Extracted data –
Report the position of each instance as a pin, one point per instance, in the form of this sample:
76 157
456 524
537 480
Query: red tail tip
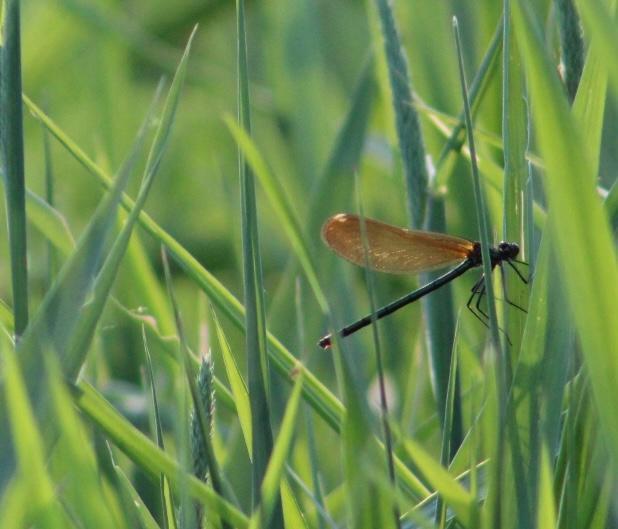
325 343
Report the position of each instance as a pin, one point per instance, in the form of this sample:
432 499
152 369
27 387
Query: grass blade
12 158
409 131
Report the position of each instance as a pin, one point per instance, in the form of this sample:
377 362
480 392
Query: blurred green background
94 66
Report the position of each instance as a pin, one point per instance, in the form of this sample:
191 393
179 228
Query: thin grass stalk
12 139
477 90
515 141
52 257
253 290
500 360
384 414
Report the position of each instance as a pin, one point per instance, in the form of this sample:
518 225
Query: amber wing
392 249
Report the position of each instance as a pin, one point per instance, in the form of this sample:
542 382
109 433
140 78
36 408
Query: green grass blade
546 512
142 513
282 206
281 448
48 221
409 132
83 335
147 455
12 159
453 493
571 45
314 391
237 383
29 445
258 371
74 458
580 229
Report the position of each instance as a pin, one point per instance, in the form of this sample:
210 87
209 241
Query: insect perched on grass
387 248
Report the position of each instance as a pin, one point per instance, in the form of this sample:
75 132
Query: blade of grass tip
237 383
384 415
81 339
29 447
282 207
74 458
500 359
165 492
589 104
201 413
546 512
253 291
12 157
276 464
454 494
141 513
47 220
408 126
446 450
440 332
147 455
477 91
571 46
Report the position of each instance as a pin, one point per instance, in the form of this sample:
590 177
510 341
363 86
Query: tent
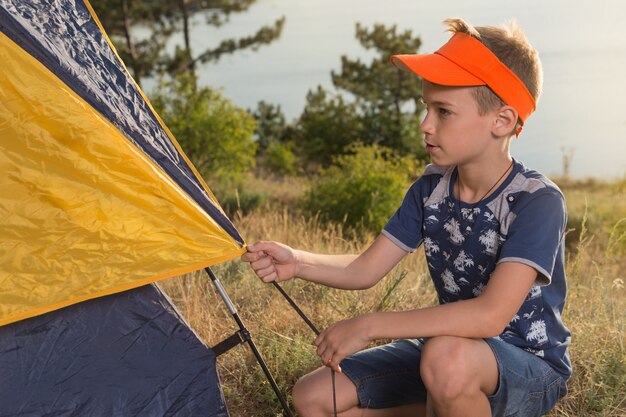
97 202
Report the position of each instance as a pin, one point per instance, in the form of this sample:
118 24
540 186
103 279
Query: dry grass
594 311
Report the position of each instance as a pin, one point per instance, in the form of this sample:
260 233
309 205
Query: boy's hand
271 261
341 340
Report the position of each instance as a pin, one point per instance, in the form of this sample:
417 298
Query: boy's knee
302 395
445 367
308 398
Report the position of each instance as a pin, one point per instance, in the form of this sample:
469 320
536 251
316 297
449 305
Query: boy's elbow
493 324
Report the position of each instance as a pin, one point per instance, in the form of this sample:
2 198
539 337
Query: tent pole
247 338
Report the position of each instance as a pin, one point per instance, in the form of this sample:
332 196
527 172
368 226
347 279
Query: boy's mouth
430 147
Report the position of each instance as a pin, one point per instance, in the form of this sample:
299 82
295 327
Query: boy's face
454 131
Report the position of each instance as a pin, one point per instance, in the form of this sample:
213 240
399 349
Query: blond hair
510 45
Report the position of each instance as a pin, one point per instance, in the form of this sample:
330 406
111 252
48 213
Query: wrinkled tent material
127 354
97 202
96 195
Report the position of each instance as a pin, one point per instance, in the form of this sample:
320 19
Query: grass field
595 309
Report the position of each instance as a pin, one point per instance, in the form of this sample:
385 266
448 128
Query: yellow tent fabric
83 212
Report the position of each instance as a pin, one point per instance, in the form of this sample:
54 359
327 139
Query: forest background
327 181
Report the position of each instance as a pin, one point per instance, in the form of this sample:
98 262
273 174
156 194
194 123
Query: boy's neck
476 181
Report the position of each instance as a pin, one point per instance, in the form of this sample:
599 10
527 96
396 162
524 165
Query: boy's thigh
527 385
387 376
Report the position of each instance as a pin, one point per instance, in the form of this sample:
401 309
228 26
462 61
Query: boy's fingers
262 263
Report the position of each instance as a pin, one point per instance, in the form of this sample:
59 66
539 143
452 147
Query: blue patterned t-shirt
522 221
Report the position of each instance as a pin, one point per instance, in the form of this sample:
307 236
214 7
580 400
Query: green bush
279 158
216 135
363 188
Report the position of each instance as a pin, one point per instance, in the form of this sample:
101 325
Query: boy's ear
505 121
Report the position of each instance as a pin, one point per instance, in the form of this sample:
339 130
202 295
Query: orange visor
465 61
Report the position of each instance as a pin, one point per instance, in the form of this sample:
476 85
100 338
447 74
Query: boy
493 235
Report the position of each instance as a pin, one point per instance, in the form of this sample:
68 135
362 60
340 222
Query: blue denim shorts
388 376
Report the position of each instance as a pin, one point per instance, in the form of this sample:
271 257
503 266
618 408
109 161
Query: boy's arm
480 317
273 261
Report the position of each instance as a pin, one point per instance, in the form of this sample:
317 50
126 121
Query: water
582 45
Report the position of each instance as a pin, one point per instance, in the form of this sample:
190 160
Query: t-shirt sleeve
535 235
404 228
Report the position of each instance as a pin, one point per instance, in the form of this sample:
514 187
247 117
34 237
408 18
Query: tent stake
246 336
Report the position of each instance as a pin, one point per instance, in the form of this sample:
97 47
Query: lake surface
582 45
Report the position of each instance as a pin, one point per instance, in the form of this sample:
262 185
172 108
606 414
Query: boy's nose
427 127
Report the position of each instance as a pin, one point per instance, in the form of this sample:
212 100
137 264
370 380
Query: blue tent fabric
65 37
127 354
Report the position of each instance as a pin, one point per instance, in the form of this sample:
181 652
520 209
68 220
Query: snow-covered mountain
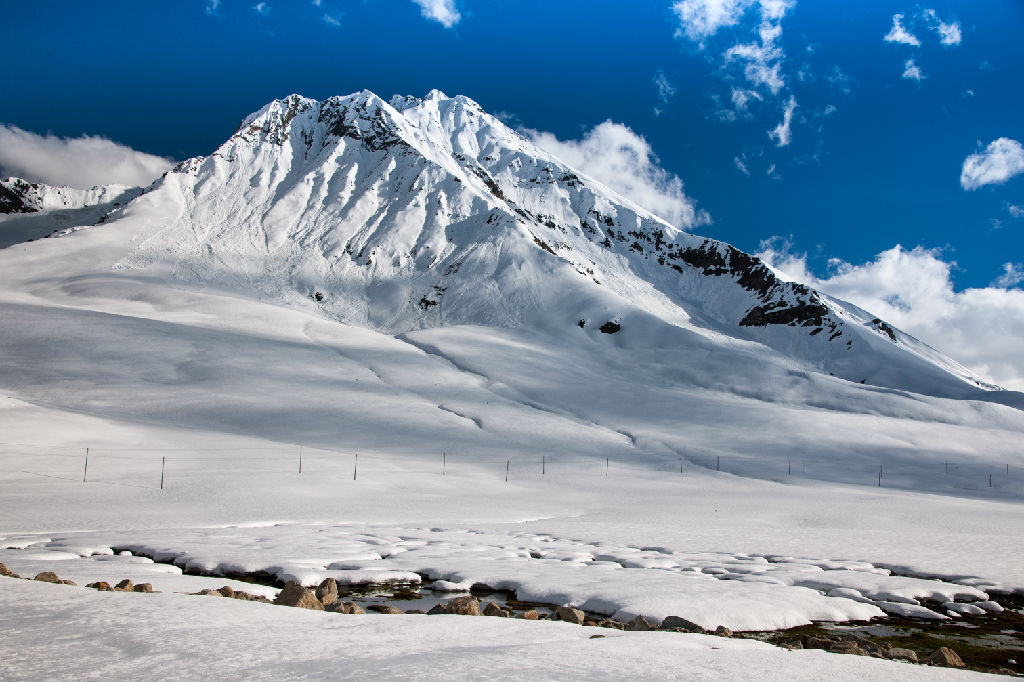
420 213
33 210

Problem requirements – Would you write each entry out again exactly, omitting the images?

Exercise response –
Report the position of each instance as a pin, one point per instance, in the form of this sample:
76 157
456 524
537 480
Query: red tail tip
325 343
Report the position of each instance as a pin, one point per instance, in the form of this sample:
432 499
152 369
27 387
Query: grass blade
12 158
409 131
Report the position of each instance as a pin, one point per instance, in the form of this sample:
377 362
480 392
Query: blurred green background
94 66
Report the position of each instance as a pin, one point per instance, in the form of this sample:
191 393
179 228
Query: thin grass stalk
12 139
477 90
515 141
52 257
253 290
500 360
384 414
Report the position of each instance as a pin, one point per instance, in the form of this sample:
518 225
Query: amber wing
392 249
Report the position of each instance as a pin, one point per instance, in the form of this sample:
542 382
109 433
140 78
36 408
Query: green grass blade
546 512
142 513
282 206
281 448
48 221
409 132
83 335
147 455
12 159
453 493
571 45
314 391
237 383
29 445
258 371
74 458
580 229
Report the position of each instance as a pin, one point per instance, in the form of this sample:
210 87
209 241
Query: insect perched on grass
387 248
Report the position of each instance as a pin, one point per instance, in the form of this sample:
75 132
Query: blade of grass tip
237 383
384 415
81 339
29 447
282 207
74 458
500 359
165 492
589 104
201 413
546 512
253 291
12 157
276 464
454 494
141 513
47 220
408 126
446 450
440 332
147 455
477 91
571 46
Report the position of each instance as a pin, one point per instance, in the form of this sample:
590 177
510 341
363 86
Query: tent
97 202
Report the position of each instance as a pin, one point per instance, in the form of this sample:
118 24
540 186
103 279
Query: dry grass
594 311
Report the position of each instance as a pin, one point per instance, in the form of this sample:
260 233
309 205
Query: boy's hand
271 261
341 340
Report the position of each instance as a pin, one point per instance, in the form of this sample:
417 298
Query: boy's knee
302 395
445 367
308 398
Report the position of each instance as a pin, one point per instance, in the form of this sample:
469 320
536 251
316 297
449 305
Query: boy's elbow
493 324
Report the position of each instance as a pin, one point per instance, in the form of this sample:
2 198
539 337
Query: tent pole
247 338
Report the position of each instance as a pin, one point per instance, in the form of this sample:
332 196
527 172
368 226
347 279
Query: boy's mouth
430 147
Report the position of each instance as a pin, one point per instance, in the form of this sample:
299 82
295 327
Query: boy's face
454 131
Report the position of each instance as a pin, one point per instance, in the form of this sample:
213 240
399 349
Query: blond hair
510 45
Report the position of each instance as a pin, one point per instance, in the form of this sample:
330 406
111 252
48 213
Query: wrinkled tent material
127 354
97 202
96 195
Report the position of each instance as a pin, one point per instance, in the form of this sample:
320 19
Query: grass field
595 309
Report the position of each instance as a pin, one point per instance, in the form of this sample:
385 266
448 128
Query: yellow tent fabric
83 212
Report the position of each instance as a pin, one point per instance, in the form of this sample:
54 359
327 139
Query: forest background
327 181
Report the position of each instance as a pin, one point per instance, in the form of this sample:
98 262
273 174
156 194
194 123
Query: boy's neck
476 181
Report the position of each instance as a pin, one point per instance, in the form of this sample:
599 10
527 96
396 162
524 165
Query: boy's thigh
527 385
387 376
Report the position of each instance as a pin, one point per instance, in the form of this sample:
401 309
228 26
462 61
Query: boy's fingers
262 263
Report the position of each instance as a pin, one point per instance, in the form of this sample:
59 66
539 143
452 147
Query: blue patterned t-shirt
522 221
Report the position of each instance as a pin, one point per instance, in the form of this sample:
307 236
214 7
580 400
Query: green bush
279 158
216 135
363 188
Report the position of each instance as a pin, one point per instance, in the form of this sample:
101 325
Query: boy's ear
505 121
Report the position of each instance as a pin, one point per instance, in the form of this sample:
339 130
202 295
Query: orange visor
465 61
Report the position of each instance as a pin, one point per instance, in the form of this sample:
476 85
100 338
447 74
Query: boy
493 235
Report the position of each instance as a pin, one point per instance, in the form of this sample:
68 135
362 60
340 222
Query: blue denim shorts
388 376
Report the position of each instance as a pin, one point per instance, in the form of this sample:
271 257
503 266
618 408
109 161
Query: boy's arm
480 317
273 261
Report the position of each instance as a pin, one point per instance, in the form of this sample:
317 50
126 121
Query: water
582 45
Report the position of each instance as a pin, one point per instance, in the form of this sample:
190 160
Query: t-shirt sleeve
535 235
404 228
Report the position of each instance as a pin, one point per instance, in the form of this sample:
514 187
247 117
34 237
408 18
Query: tent stake
246 336
Report the position of each instance as a pin, one point per instance, in the form of this sample:
97 47
Query: lake surface
582 45
Report the position of each instance as a pin, one point per instance, in the form of this sample:
262 185
172 108
606 414
Query: boy's nose
427 127
Report the position of each instance as a pin, one point per instance, in the form of this sample:
212 100
137 264
370 380
Query: blue tent fabric
65 37
127 354
Report the position of each instance as a pin, one point per instance, in the form of this sample:
181 652
520 209
68 220
Query: snow-covered mountain
420 213
33 210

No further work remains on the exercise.